▶ [Exercise brief] Write out the listing in full, matching it word for word.

▶ [Given records]
= = =
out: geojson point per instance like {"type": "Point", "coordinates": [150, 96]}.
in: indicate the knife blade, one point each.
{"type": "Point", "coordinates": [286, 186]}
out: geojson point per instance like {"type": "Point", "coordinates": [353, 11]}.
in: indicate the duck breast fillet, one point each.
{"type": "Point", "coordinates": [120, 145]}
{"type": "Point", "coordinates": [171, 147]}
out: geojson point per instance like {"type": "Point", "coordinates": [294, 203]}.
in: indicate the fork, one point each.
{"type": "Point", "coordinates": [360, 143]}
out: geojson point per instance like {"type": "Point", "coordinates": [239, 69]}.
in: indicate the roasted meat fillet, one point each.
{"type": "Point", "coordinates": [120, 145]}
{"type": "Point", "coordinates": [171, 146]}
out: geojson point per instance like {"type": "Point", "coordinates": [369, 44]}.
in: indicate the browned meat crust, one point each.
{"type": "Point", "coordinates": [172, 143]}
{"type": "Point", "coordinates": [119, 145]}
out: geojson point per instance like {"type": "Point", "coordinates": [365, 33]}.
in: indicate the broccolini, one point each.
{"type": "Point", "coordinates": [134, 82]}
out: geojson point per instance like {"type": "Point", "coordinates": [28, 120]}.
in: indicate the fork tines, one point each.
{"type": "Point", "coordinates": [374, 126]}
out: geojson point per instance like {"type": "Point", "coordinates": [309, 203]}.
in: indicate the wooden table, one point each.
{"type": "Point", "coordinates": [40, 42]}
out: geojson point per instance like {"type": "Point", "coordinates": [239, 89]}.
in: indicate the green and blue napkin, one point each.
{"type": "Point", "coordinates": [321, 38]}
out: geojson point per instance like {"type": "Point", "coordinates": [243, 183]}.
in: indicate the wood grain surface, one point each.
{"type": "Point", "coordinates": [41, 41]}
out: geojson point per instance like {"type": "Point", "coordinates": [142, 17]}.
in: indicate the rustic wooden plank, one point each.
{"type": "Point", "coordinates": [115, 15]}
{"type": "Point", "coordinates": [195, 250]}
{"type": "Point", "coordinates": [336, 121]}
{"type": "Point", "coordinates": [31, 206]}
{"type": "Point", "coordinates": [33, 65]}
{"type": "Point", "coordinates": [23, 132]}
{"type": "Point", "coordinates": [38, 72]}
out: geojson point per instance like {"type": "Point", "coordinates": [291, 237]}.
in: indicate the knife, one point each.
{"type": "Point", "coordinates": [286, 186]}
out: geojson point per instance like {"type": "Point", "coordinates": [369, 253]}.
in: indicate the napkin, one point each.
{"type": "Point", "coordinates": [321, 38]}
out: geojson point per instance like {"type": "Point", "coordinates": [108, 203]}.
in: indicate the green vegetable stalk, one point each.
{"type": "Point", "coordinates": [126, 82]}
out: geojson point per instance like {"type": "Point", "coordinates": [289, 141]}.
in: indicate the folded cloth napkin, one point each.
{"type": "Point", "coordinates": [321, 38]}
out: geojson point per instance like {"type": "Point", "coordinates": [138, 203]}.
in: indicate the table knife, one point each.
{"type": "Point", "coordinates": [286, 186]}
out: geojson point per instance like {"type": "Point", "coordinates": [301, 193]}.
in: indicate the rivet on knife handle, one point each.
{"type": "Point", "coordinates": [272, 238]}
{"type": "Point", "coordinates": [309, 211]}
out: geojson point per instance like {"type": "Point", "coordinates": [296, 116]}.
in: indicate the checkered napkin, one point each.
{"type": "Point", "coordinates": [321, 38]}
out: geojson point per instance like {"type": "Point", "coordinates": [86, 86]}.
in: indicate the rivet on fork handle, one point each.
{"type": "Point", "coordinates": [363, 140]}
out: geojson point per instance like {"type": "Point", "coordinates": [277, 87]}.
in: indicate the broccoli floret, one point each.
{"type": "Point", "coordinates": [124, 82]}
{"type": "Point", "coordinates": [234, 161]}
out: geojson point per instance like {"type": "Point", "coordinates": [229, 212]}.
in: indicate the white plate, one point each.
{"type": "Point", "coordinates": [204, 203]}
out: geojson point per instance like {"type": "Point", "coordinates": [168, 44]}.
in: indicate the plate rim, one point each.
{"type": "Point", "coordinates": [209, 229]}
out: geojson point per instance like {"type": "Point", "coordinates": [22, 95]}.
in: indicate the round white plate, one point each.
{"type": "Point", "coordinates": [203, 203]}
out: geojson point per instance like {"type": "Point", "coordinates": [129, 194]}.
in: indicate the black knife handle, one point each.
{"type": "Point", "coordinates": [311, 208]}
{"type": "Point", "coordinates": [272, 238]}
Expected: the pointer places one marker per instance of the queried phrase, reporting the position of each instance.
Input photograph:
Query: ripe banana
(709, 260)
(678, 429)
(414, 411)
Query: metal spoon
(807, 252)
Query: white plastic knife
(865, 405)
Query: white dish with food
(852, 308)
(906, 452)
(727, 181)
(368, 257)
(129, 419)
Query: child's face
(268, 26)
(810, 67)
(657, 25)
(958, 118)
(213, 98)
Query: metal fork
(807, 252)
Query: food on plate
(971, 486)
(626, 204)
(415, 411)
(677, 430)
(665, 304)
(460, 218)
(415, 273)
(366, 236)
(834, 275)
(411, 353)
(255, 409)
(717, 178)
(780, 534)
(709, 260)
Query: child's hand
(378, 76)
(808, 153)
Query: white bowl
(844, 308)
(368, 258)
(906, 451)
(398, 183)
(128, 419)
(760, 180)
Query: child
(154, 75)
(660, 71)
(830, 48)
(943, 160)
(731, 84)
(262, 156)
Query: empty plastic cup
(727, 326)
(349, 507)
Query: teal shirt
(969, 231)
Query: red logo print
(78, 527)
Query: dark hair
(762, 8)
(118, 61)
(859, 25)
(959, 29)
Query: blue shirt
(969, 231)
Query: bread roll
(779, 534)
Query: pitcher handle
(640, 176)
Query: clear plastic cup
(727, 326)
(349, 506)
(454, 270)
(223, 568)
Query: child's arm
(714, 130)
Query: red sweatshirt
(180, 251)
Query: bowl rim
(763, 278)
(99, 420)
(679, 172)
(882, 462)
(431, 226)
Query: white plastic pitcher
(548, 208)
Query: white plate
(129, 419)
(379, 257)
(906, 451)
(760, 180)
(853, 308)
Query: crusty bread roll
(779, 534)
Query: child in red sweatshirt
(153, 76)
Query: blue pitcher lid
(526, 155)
= = =
▶ [Answer below]
out: geojson point per instance like {"type": "Point", "coordinates": [150, 96]}.
in: indicate the knife blade, one point each.
{"type": "Point", "coordinates": [286, 186]}
out: geojson point per instance like {"type": "Point", "coordinates": [353, 11]}.
in: indicate the duck breast fillet, one point each.
{"type": "Point", "coordinates": [120, 145]}
{"type": "Point", "coordinates": [171, 147]}
out: geojson point per instance like {"type": "Point", "coordinates": [294, 203]}.
in: indicate the fork, one point each.
{"type": "Point", "coordinates": [360, 143]}
out: geojson point per instance like {"type": "Point", "coordinates": [239, 69]}.
in: indicate the roasted meat fillet, one point each.
{"type": "Point", "coordinates": [120, 145]}
{"type": "Point", "coordinates": [171, 146]}
out: geojson point per instance like {"type": "Point", "coordinates": [369, 44]}.
in: indicate the browned meat crust, one point each.
{"type": "Point", "coordinates": [172, 143]}
{"type": "Point", "coordinates": [119, 145]}
out: geojson point per instance like {"type": "Point", "coordinates": [365, 33]}.
in: indicate the broccolini, one point each.
{"type": "Point", "coordinates": [134, 82]}
out: geojson point per instance like {"type": "Point", "coordinates": [28, 120]}.
in: indicate the fork tines, one point each.
{"type": "Point", "coordinates": [374, 126]}
out: geojson point per instance like {"type": "Point", "coordinates": [309, 203]}.
in: indicate the wooden table, one point each.
{"type": "Point", "coordinates": [40, 42]}
out: geojson point per instance like {"type": "Point", "coordinates": [239, 89]}.
in: indicate the green and blue napkin, one point each.
{"type": "Point", "coordinates": [321, 38]}
out: geojson point per instance like {"type": "Point", "coordinates": [243, 183]}.
in: indicate the wood grain surface, one point each.
{"type": "Point", "coordinates": [41, 41]}
out: geojson point per instance like {"type": "Point", "coordinates": [142, 17]}.
in: indicate the rustic wooden plank, one point each.
{"type": "Point", "coordinates": [115, 15]}
{"type": "Point", "coordinates": [195, 250]}
{"type": "Point", "coordinates": [336, 121]}
{"type": "Point", "coordinates": [31, 206]}
{"type": "Point", "coordinates": [33, 65]}
{"type": "Point", "coordinates": [23, 132]}
{"type": "Point", "coordinates": [38, 72]}
out: geojson point per instance like {"type": "Point", "coordinates": [291, 237]}.
in: indicate the knife, one point each.
{"type": "Point", "coordinates": [286, 186]}
out: geojson point per instance like {"type": "Point", "coordinates": [369, 253]}.
in: indicate the napkin, one point each.
{"type": "Point", "coordinates": [321, 38]}
out: geojson point per instance like {"type": "Point", "coordinates": [108, 203]}.
in: indicate the green vegetable stalk, one point each.
{"type": "Point", "coordinates": [126, 82]}
out: geojson point per instance like {"type": "Point", "coordinates": [289, 141]}.
in: indicate the folded cloth napkin, one point each.
{"type": "Point", "coordinates": [321, 38]}
out: geojson point per instance like {"type": "Point", "coordinates": [138, 203]}.
in: indicate the table knife, one point each.
{"type": "Point", "coordinates": [286, 186]}
out: geojson point per instance like {"type": "Point", "coordinates": [301, 193]}.
in: indicate the rivet on knife handle, one point each.
{"type": "Point", "coordinates": [272, 238]}
{"type": "Point", "coordinates": [309, 211]}
out: geojson point per instance like {"type": "Point", "coordinates": [296, 116]}.
in: indicate the checkered napkin, one point each.
{"type": "Point", "coordinates": [321, 38]}
out: geojson point per instance like {"type": "Point", "coordinates": [86, 86]}.
in: indicate the rivet on fork handle, one point each.
{"type": "Point", "coordinates": [363, 140]}
out: geojson point per instance like {"type": "Point", "coordinates": [277, 87]}.
in: indicate the broccoli floret, one point each.
{"type": "Point", "coordinates": [124, 82]}
{"type": "Point", "coordinates": [234, 161]}
out: geojson point per instance like {"type": "Point", "coordinates": [229, 212]}.
in: indicate the white plate, one point each.
{"type": "Point", "coordinates": [204, 203]}
out: geojson point per instance like {"type": "Point", "coordinates": [168, 44]}.
in: indicate the plate rim, one point each.
{"type": "Point", "coordinates": [209, 229]}
out: geojson point per instance like {"type": "Point", "coordinates": [22, 95]}.
in: indicate the round white plate, one point each.
{"type": "Point", "coordinates": [203, 203]}
out: geojson point per instance like {"type": "Point", "coordinates": [129, 194]}.
in: indicate the black knife handle, one point each.
{"type": "Point", "coordinates": [311, 208]}
{"type": "Point", "coordinates": [272, 238]}
Expected: the pointer places one marker per instance of the queried phrase, reporting the position of each instance.
Input photograph:
Query: ripe banana
(709, 260)
(678, 429)
(414, 411)
Query: metal spoon
(807, 252)
Query: white plastic knife
(865, 405)
Query: white dish with food
(852, 308)
(906, 452)
(727, 181)
(368, 257)
(129, 419)
Query: child's face
(268, 26)
(810, 67)
(657, 25)
(958, 118)
(213, 98)
Query: metal fork
(807, 252)
Query: food on plate
(971, 486)
(626, 204)
(415, 411)
(677, 430)
(665, 304)
(460, 218)
(415, 273)
(366, 236)
(834, 275)
(411, 353)
(255, 409)
(717, 178)
(780, 534)
(709, 260)
Query: child's hand
(378, 76)
(808, 153)
Query: white bowl
(844, 308)
(368, 258)
(906, 451)
(398, 183)
(128, 419)
(760, 180)
Query: child
(154, 75)
(660, 71)
(830, 48)
(943, 160)
(731, 84)
(262, 156)
Query: empty plastic cup
(727, 326)
(349, 507)
Query: teal shirt
(969, 231)
Query: red logo print
(78, 527)
Query: dark hair
(762, 8)
(118, 61)
(859, 25)
(959, 29)
Query: blue shirt
(969, 231)
Query: bread roll
(779, 534)
Query: pitcher handle
(640, 176)
Query: clear plastic cup
(727, 326)
(349, 506)
(454, 270)
(223, 568)
Query: child's arm
(714, 130)
Query: red sweatshirt
(180, 251)
Query: bowl rim
(763, 278)
(99, 420)
(679, 172)
(882, 462)
(431, 226)
Query: white plastic pitcher
(548, 208)
Query: white plate
(129, 419)
(379, 257)
(906, 451)
(760, 180)
(853, 308)
Query: crusty bread roll
(779, 534)
Query: child in red sweatshirt
(153, 76)
Query: blue pitcher lid
(526, 155)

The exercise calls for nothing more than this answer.